Source data:
************
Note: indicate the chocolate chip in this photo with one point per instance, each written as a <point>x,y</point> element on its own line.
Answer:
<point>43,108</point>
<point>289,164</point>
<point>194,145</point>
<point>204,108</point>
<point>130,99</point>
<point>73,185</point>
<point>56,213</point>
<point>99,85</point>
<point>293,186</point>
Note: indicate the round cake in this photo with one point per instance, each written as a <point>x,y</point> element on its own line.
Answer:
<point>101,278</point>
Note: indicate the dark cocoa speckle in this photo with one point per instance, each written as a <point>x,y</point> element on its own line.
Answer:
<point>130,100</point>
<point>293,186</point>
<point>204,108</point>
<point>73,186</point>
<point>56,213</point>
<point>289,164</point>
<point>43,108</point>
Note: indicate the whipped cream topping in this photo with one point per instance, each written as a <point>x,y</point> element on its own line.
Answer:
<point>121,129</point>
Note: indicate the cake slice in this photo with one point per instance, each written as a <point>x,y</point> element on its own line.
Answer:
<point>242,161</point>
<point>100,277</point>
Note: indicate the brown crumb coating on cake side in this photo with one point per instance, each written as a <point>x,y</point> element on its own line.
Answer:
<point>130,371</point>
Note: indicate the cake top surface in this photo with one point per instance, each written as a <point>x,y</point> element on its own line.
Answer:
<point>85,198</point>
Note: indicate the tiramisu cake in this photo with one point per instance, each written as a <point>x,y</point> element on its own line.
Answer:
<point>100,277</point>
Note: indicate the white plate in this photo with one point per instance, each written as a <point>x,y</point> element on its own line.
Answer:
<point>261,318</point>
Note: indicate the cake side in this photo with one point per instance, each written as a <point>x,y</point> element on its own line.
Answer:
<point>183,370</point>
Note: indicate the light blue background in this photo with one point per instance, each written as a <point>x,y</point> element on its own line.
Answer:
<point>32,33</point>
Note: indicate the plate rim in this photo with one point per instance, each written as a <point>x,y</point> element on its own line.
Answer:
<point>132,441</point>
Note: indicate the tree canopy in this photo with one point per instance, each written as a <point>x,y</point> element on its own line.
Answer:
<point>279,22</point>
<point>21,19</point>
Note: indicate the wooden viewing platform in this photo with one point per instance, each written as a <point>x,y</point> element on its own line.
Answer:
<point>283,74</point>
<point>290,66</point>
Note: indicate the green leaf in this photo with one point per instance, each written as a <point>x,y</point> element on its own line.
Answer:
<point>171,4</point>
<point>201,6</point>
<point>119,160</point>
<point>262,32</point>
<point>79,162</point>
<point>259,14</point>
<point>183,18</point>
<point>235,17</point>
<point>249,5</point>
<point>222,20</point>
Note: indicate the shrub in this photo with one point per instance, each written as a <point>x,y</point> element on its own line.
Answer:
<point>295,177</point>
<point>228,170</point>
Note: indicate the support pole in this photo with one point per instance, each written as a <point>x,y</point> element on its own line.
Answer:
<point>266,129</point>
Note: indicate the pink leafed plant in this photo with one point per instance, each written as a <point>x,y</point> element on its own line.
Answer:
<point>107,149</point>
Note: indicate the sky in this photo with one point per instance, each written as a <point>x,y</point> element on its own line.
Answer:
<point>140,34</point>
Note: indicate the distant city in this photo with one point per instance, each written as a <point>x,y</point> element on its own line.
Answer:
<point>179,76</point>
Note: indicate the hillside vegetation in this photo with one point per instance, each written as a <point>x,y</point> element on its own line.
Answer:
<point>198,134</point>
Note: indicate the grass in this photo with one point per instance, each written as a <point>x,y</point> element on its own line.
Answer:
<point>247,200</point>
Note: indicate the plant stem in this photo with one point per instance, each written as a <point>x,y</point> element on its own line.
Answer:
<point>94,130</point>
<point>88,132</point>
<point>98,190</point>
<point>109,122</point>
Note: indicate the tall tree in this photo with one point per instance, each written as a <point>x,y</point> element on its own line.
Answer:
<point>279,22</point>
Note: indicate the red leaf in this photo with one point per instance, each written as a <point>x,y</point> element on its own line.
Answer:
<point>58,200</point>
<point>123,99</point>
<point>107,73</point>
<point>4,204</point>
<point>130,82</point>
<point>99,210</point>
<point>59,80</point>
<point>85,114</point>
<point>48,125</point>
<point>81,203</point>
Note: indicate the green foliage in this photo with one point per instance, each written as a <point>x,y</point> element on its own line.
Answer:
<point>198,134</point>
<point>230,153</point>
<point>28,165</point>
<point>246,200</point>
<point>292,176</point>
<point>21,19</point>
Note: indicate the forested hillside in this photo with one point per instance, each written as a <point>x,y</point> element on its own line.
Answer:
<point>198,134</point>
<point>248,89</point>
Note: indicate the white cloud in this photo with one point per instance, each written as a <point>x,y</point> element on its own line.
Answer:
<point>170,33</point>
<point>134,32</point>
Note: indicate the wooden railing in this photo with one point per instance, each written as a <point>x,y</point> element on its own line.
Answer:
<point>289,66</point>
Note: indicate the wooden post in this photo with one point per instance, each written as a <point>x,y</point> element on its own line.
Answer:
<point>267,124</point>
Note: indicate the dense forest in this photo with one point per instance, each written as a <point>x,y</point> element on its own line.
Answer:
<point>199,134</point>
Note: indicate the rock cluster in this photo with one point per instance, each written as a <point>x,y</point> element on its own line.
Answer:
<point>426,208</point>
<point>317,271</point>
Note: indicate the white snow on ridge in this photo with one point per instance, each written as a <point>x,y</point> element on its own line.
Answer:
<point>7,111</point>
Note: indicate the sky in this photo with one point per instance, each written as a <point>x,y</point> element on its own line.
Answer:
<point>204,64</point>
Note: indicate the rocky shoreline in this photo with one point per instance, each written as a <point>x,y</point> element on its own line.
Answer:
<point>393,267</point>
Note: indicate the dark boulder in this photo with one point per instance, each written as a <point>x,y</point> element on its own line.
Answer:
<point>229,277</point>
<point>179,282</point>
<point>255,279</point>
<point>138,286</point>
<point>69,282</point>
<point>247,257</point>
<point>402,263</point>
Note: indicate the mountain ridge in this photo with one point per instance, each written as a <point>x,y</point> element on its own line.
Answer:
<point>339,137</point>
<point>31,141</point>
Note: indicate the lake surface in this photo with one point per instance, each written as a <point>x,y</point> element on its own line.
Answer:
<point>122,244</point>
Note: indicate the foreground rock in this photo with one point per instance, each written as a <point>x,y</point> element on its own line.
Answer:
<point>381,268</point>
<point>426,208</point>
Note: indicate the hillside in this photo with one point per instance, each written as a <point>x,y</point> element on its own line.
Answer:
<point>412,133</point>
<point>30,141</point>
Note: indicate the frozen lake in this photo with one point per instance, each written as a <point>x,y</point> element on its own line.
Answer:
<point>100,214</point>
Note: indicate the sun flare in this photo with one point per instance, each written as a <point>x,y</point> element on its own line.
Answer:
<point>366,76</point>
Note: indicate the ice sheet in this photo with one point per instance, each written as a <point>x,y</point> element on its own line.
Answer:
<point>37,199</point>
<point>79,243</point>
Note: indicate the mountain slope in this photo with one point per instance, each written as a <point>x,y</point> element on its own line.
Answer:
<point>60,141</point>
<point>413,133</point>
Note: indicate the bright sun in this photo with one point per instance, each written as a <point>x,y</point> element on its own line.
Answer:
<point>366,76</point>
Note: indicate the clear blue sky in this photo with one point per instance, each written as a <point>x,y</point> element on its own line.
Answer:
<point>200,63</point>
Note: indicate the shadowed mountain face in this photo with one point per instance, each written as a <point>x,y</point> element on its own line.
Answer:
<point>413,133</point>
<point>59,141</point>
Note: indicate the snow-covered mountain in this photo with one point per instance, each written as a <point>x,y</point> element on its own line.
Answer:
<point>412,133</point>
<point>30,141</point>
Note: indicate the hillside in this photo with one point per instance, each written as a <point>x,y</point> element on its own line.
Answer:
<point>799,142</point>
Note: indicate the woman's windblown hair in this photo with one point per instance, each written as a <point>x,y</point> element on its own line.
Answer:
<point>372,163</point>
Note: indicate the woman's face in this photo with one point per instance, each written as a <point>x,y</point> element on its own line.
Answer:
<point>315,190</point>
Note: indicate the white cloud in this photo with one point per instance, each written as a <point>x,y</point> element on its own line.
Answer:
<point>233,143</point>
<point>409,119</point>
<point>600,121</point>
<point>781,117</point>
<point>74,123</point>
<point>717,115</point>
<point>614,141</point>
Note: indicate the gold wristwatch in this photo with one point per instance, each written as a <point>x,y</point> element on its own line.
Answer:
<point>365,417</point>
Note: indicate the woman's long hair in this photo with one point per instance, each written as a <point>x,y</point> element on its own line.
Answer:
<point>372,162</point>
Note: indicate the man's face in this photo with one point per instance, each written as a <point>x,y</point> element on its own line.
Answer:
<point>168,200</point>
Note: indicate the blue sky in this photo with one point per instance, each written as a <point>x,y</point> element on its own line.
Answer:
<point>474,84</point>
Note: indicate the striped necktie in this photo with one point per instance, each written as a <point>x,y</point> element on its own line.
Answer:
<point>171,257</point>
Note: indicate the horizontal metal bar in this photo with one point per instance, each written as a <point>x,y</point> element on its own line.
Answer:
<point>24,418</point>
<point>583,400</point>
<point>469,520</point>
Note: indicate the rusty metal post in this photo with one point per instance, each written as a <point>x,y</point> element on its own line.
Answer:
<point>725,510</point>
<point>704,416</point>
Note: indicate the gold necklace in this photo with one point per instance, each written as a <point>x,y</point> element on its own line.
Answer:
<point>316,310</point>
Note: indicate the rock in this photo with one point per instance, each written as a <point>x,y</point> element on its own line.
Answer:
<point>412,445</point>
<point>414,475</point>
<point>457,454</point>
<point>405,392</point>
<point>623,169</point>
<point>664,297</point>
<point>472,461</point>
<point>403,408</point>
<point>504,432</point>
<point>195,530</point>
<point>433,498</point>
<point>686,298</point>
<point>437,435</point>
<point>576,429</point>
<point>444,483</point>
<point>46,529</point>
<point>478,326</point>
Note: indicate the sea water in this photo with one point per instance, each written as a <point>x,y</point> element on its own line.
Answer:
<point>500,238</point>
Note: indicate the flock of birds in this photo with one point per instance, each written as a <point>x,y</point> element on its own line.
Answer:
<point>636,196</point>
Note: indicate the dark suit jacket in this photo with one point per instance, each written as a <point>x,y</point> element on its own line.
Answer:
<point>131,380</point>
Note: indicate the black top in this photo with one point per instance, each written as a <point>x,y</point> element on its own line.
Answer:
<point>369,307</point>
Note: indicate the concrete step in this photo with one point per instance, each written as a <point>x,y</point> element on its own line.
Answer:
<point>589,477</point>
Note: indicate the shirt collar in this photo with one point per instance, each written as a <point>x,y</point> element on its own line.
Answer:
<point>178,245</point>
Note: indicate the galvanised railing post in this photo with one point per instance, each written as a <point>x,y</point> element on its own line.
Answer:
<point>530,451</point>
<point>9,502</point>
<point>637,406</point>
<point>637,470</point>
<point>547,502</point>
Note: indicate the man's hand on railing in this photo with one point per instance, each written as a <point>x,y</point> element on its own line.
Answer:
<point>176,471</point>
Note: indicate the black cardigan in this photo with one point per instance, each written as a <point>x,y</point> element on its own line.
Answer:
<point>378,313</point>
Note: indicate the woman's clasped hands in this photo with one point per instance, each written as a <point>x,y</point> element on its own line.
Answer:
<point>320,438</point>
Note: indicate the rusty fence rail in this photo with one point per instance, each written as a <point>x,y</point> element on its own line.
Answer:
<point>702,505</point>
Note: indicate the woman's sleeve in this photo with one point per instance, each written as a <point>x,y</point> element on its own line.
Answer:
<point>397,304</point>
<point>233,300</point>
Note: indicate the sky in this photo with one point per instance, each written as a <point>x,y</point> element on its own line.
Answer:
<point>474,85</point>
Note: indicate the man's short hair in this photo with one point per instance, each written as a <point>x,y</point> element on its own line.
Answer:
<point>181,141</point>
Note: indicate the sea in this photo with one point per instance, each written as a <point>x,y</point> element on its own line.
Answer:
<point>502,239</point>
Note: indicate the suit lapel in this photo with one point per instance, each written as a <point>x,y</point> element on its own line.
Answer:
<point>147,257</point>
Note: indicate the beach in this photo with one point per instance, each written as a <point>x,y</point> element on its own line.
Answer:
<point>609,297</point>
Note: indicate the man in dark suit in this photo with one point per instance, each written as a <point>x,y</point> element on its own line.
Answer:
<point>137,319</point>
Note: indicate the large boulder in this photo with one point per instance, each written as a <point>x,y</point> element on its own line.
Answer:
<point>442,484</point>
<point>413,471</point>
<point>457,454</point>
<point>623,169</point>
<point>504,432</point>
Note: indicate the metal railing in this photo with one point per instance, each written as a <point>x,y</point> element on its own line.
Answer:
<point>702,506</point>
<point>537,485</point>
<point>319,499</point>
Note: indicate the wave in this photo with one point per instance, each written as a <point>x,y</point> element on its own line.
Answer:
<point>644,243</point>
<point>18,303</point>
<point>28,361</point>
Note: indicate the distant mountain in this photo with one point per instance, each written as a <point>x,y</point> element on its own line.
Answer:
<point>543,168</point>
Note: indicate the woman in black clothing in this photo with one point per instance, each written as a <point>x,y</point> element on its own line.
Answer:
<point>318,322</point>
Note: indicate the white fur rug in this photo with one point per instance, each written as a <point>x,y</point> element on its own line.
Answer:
************
*DO THIS*. Copy out exactly the lines from the line with "Note: indicate the man's short" to the end of the listing, including both of those lines, and give nothing else.

*TASK SOLUTION*.
Note: indicate the man's short hair in this photo with one point per instance, each written as a <point>x,y</point> element on its own line.
Answer:
<point>181,141</point>
Note: indicate the sea in this photo with one point per instance, each written as a <point>x,y</point> element on its own line.
Answer:
<point>502,239</point>
Note: indicate the suit lapel in this photo with one point per instance, each written as a <point>x,y</point> element on its own line.
Answer:
<point>147,257</point>
Note: indicate the beach in this photo with one point per instance, each written as a <point>x,y</point> element on its own line.
Answer:
<point>609,297</point>
Note: indicate the man in dark suit in this photo with one point per instance, each written as a <point>x,y</point> element on its own line.
Answer:
<point>137,319</point>
Note: indicate the large boulder in this photo with one point per instance, each written as a <point>x,y</point> element on its own line.
Answer:
<point>442,484</point>
<point>413,471</point>
<point>457,454</point>
<point>623,169</point>
<point>504,432</point>
Note: indicate the metal railing in this photo with one point per instance, each written as a <point>x,y</point> element on its own line.
Answer:
<point>702,506</point>
<point>537,485</point>
<point>319,499</point>
Note: indicate the wave in this photo with one point per instance, each written as a <point>x,y</point> element on its own line.
Answer:
<point>644,243</point>
<point>18,303</point>
<point>28,361</point>
Note: indicate the distant mountain in this photo with one point per instance, each written as a <point>x,y</point> element on its own line.
Answer:
<point>543,168</point>
Note: indicate the woman in black clothing in this photo with one point per instance, each written as a <point>x,y</point> element on its own line.
Answer:
<point>318,322</point>
Note: indicate the white fur rug in this photo with one point per instance, each written as a <point>x,y</point> element on its own line.
Answer:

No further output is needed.